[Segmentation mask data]
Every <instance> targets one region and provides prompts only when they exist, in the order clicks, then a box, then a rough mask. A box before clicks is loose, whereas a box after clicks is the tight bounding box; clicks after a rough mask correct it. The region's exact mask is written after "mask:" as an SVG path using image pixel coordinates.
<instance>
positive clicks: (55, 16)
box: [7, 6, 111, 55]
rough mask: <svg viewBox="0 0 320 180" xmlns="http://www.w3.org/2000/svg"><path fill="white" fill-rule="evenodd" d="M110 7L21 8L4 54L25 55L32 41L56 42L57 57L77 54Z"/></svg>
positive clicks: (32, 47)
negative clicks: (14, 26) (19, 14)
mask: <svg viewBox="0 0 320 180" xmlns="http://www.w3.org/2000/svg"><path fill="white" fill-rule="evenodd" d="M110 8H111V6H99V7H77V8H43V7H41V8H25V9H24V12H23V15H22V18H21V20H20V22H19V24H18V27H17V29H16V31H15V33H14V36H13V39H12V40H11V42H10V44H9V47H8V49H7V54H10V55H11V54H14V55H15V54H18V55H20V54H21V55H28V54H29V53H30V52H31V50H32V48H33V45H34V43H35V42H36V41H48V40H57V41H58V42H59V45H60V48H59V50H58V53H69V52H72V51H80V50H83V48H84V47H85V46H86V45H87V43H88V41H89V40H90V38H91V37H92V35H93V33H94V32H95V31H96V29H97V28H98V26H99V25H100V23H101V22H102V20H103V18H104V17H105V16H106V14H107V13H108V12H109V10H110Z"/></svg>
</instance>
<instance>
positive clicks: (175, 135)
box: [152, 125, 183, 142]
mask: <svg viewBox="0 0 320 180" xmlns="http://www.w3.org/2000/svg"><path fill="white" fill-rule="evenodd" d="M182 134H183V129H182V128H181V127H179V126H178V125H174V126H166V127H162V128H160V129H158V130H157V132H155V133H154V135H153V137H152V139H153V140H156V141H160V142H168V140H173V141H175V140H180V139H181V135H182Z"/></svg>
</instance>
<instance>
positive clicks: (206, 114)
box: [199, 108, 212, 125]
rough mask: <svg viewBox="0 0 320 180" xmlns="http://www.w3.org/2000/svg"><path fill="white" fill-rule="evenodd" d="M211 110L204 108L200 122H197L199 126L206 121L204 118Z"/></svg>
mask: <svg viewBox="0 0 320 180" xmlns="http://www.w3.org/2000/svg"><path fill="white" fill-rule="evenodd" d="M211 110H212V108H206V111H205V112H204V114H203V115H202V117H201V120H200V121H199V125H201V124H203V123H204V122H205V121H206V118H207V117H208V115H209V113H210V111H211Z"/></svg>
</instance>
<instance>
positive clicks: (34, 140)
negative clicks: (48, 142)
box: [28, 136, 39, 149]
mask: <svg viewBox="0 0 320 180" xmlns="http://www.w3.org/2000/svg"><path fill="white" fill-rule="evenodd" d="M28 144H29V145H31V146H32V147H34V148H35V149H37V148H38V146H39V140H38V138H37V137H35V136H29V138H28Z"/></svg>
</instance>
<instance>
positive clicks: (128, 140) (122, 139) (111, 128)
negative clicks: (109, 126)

__EXERCISE__
Every record above is to be copied out exactly.

__ANSWER TO THE PROBLEM__
Every <instance> targets one region and provides prompts only when they exist, in the order clicks, then a box, then a rough mask. A box before clicks is loose, whereas a box after clicks is the tight bounding box; clicks after a rough mask correct it. The region's exact mask is written after "mask:" as an SVG path using image pixel coordinates.
<instance>
positive clicks: (55, 16)
box: [7, 6, 111, 55]
rough mask: <svg viewBox="0 0 320 180" xmlns="http://www.w3.org/2000/svg"><path fill="white" fill-rule="evenodd" d="M110 7L21 8L4 54L25 55L32 41L56 42L57 57L77 54Z"/></svg>
positive clicks: (32, 47)
negative clicks: (14, 26) (19, 14)
mask: <svg viewBox="0 0 320 180" xmlns="http://www.w3.org/2000/svg"><path fill="white" fill-rule="evenodd" d="M110 8H111V6H99V7H77V8H43V7H41V8H25V9H24V12H23V15H22V18H21V20H20V22H19V24H18V27H17V29H16V31H15V33H14V36H13V39H12V40H11V42H10V44H9V47H8V49H7V54H10V55H11V54H14V55H15V54H18V55H20V54H21V55H28V54H29V53H30V52H31V50H32V48H33V45H34V43H35V42H36V41H48V40H57V41H58V42H59V45H60V48H59V50H58V53H69V52H72V51H80V50H83V48H84V47H85V46H86V45H87V43H88V41H89V40H90V38H91V37H92V35H93V33H94V32H95V31H96V29H97V28H98V26H99V25H100V23H101V22H102V20H103V18H104V17H105V16H106V14H107V13H108V12H109V10H110Z"/></svg>
</instance>
<instance>
positive clicks: (175, 135)
box: [152, 125, 183, 142]
mask: <svg viewBox="0 0 320 180" xmlns="http://www.w3.org/2000/svg"><path fill="white" fill-rule="evenodd" d="M182 134H183V129H182V128H181V127H179V126H178V125H174V126H166V127H162V128H160V129H158V130H157V132H155V133H154V135H153V137H152V139H153V140H156V141H160V142H168V140H173V141H175V140H180V139H181V135H182Z"/></svg>
</instance>
<instance>
positive clicks: (206, 114)
box: [199, 108, 212, 125]
rough mask: <svg viewBox="0 0 320 180" xmlns="http://www.w3.org/2000/svg"><path fill="white" fill-rule="evenodd" d="M211 110L204 108L200 122H197L199 126L206 121L204 118Z"/></svg>
mask: <svg viewBox="0 0 320 180" xmlns="http://www.w3.org/2000/svg"><path fill="white" fill-rule="evenodd" d="M211 110H212V108H206V111H205V112H204V114H203V115H202V117H201V120H200V121H199V125H201V124H203V123H204V122H205V121H206V118H207V117H208V115H209V113H210V111H211Z"/></svg>
</instance>
<instance>
positive clicks: (34, 140)
negative clicks: (48, 142)
box: [28, 136, 39, 149]
mask: <svg viewBox="0 0 320 180" xmlns="http://www.w3.org/2000/svg"><path fill="white" fill-rule="evenodd" d="M28 144H29V145H31V146H32V147H34V148H35V149H37V148H38V146H39V140H38V138H37V137H35V136H29V138H28Z"/></svg>
</instance>
<instance>
positive clicks: (128, 140) (122, 139) (111, 128)
negative clicks: (109, 126)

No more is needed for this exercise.